▶ **CONSEGNE**
a - Trascrivi dalla riflessione sulle letture il brano che comincia con «Nella prima lettura» e prosegue fino a «del Signore Gesù.».
b - Indica se ciascuna affermazione concorda con la riflessione sulle letture, rispondendo sì o no e citando alla lettera le parole decisive della riflessione. (i) La riflessione invita a mettersi alla scuola del profeta Zaccaria. (ii) Secondo la riflessione, si tratta di una concorrenza tra noi e Dio. (iii) Nella prima lettura è Ioseba a nascondere Ioas.
c - Prosegui la riflessione sulle letture a partire dall'ultima frase riportata.

Quest’oggi siamo chiamati a metterci alla scuola del profeta Zaccaria per imparare da quanto abbiamo già vissuto e, in modo del tutto particolare, da quanto abbiamo già sbagliato nella nostra vita. Siamo anche chiamati a metterci alla scuola della natura per imparare quel sereno abbandono che non corrisponde, almeno non sempre, ad una sicura facilitazione, che è indice di una fiducia di fondo nella vita che ci permette di vivere nel suo flusso con semplicità, che non significa ingenuità. Per questo il monito del Signore non solo ci riguarda profondamente, ma può diventare per noi una sorta di guida per le nostre scelte quotidiane: <Nessuno può servire a due padroni, perché o odierà l’uno e amerà l’altro, oppure si affezionerà all’uno e disprezzerà l’altro. Non potete servire Dio e la ricchezza> (Mt 6, 24).

Non si tratta di una concorrenza tra noi e Dio, tra ciò di cui abbiamo effettivamente bisogno per vivere e il Regno di Dio. Si tratta, invece, di una necessità di chiarificazione attraverso una messa in ordine che esige anche una messa in valore degli aspetti della nostra vita che permetta a noi stessi di capire chi siamo realmente attraverso una percezione sempre più chiara di ciò che veramente desideriamo per il nostro cammino. La parola del Signore Gesù ci ricorda che non è possibile vivere all’altezza della nostra vocazione di uomini e di credenti senza dover compiere delle scelte che indichino in modo chiaro non tanto le nostre preferenze emotive – perlopiù passeggere – ma quelle che sono le nostre scelte attraverso cui possiamo manifestare le nostre priorità. Tutto ciò non può che manifestarsi nel momento presente in cui siamo invitati a non lasciarci dominare dalle preoccupazioni, ma guidare interiormente dagli appelli della vita.

Nascosto

XI settimana T.O.

Nella prima lettura leggiamo un testo così drammatico da poter essere definito persino cruento. Alla fine, si dice che <la città rimase tranquilla> (2Re 11, 20), ma a quale prezzo?! Possiamo apprendere da questo passaggio così difficile e inquietante della storia di Israele quanto possa talora essere complesso il processo che conduce infine alla pace e alla tranquillità passando per momenti non solo drammatici, ma perfino tragici. Il primo passo è ciò che fa Ioseba che <nascose> (11, 2) Ioas figlio di Acazia. Il primo passo per sperare nella salvezza e in un possibile incremento di vita è quello di saper entrare in un tempo di sospensione che può e talora deve coincidere con una doverosa chiarificazione interiore ed esteriore. In questo medesimo processo ci conduce la parola del Signore Gesù.

▶ **DATI FORNITI**
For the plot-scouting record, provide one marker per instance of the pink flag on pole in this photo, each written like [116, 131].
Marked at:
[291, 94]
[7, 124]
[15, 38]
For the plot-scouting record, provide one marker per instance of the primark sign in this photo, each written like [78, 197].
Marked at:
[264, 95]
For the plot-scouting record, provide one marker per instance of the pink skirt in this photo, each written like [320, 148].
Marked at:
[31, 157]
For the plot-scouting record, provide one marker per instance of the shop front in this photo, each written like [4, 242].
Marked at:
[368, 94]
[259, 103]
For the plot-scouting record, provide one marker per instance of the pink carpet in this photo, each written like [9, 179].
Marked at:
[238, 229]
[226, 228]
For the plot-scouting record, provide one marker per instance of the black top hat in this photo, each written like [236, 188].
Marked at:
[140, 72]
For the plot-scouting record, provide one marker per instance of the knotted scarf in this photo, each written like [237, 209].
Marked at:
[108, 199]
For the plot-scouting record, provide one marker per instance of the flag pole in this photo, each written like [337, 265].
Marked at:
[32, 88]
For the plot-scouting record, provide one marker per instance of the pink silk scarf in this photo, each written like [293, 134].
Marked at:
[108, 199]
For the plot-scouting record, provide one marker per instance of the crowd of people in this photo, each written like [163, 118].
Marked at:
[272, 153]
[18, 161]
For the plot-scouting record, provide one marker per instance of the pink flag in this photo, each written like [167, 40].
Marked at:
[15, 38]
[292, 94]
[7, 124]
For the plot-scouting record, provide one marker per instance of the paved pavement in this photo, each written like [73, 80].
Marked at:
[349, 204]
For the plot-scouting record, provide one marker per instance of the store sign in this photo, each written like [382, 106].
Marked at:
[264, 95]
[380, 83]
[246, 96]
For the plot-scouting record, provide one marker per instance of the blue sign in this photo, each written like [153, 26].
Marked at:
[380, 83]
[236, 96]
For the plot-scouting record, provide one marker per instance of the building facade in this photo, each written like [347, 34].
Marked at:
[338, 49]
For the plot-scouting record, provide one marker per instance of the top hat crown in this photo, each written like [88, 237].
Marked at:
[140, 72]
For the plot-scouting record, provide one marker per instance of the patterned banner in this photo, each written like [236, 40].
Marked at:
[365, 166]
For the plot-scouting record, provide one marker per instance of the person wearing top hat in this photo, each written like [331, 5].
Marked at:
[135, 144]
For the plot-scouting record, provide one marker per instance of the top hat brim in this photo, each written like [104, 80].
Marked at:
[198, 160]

▶ **RISPOSTE ALLE CONSEGNE**
a -
Nella prima lettura leggiamo un testo così drammatico da poter essere definito persino cruento. Alla fine, si dice che <la città rimase tranquilla> (2Re 11, 20), ma a quale prezzo?! Possiamo apprendere da questo passaggio così difficile e inquietante della storia di Israele quanto possa talora essere complesso il processo che conduce infine alla pace e alla tranquillità passando per momenti non solo drammatici, ma perfino tragici. Il primo passo è ciò che fa Ioseba che <nascose> (11, 2) Ioas figlio di Acazia. Il primo passo per sperare nella salvezza e in un possibile incremento di vita è quello di saper entrare in un tempo di sospensione che può e talora deve coincidere con una doverosa chiarificazione interiore ed esteriore. In questo medesimo processo ci conduce la parola del Signore Gesù.

b -
(i) Sì: «Quest’oggi siamo chiamati a metterci alla scuola del profeta Zaccaria».
(ii) No: «Non si tratta di una concorrenza tra noi e Dio».
(iii) Sì: «Il primo passo è ciò che fa Ioseba che <nascose> (11, 2) Ioas figlio di Acazia».

c -
Egli ci fa prendere coscienza di quelli che possono essere gli ostacoli allo sviluppo corretto della nostra vita quando ci aiuta ad aprire gli occhi su alcune realtà – non sempre facilmente nominabili con chiarezza – che sono in grado di bloccarsi fino a renderci schiavi: <Non accumulate per voi tesori sulla terra… accumulate invece per voi tesori in cielo> (Mt 6, 19-20). La catechesi del Signore Gesù si sviluppa con una profonda coerenza: la capacità di vivere all’altezza del proprio cuore imparando sempre di più a coltivare il livello dell’interiorità è ciò che permette un sano e promettente discernimento. Il Signore ci ricorda con forza una verità che diventa un criterio di valutazione di tutti gli aspetti e le espressioni della nostra esistenza: <Perché, dov’è il tuo tesoro, là sarà anche il tuo cuore> (6, 21).

Quando il Signore Gesù evoca la dimensione del cuore come quella centrale del nostro vivere e del nostro desiderare non ci invita affatto a rifugiarci in un intimismo astorico e dimissionario. Al contrario il Signore ci esorta a ricentrarci continuamente e offre gli strumenti necessari per essere all’altezza della storia: quella più personale e quella di relazione. Per questo aggiunge che: <La lampada del corpo è l’occhio; perciò, se il tuo occhio è semplice, tutto il tuo corpo sarà luminoso> e aggiunge per evitare ogni malinteso spiritualistico <ma se il tuo occhio è cattivo, tutto il tuo corpo sarà tenebroso> (6, 22-23). Semplificare non ha niente a che fare con una modalità di comoda ingenuità, al contrario è il modo per rettificare continuamente i nostri cammini a partire dal centro del nostro essere da cui abbiamo il compito di ripartire in ogni momento per evitare la più terribile delle catastrofi: <Se dunque la luce che è in te è tenebra, quanto grande sarà la tua tenebra!>.

Si tratta di imparare non solo a guardare, ma a vedere! I nostri occhi e quello che passa attraverso di loro – in entrata e in uscita – ci plasmano: noi diventiamo ciò che guardiamo, per questo dobbiamo diventare capaci di contemplare il reale per non cadere nella trappola dell’apparenza e seminare attorno a noi la morte invece che la vita, come avviene nel duro racconto evocato dalla prima lettura.

Come pane

XI settimana T.O.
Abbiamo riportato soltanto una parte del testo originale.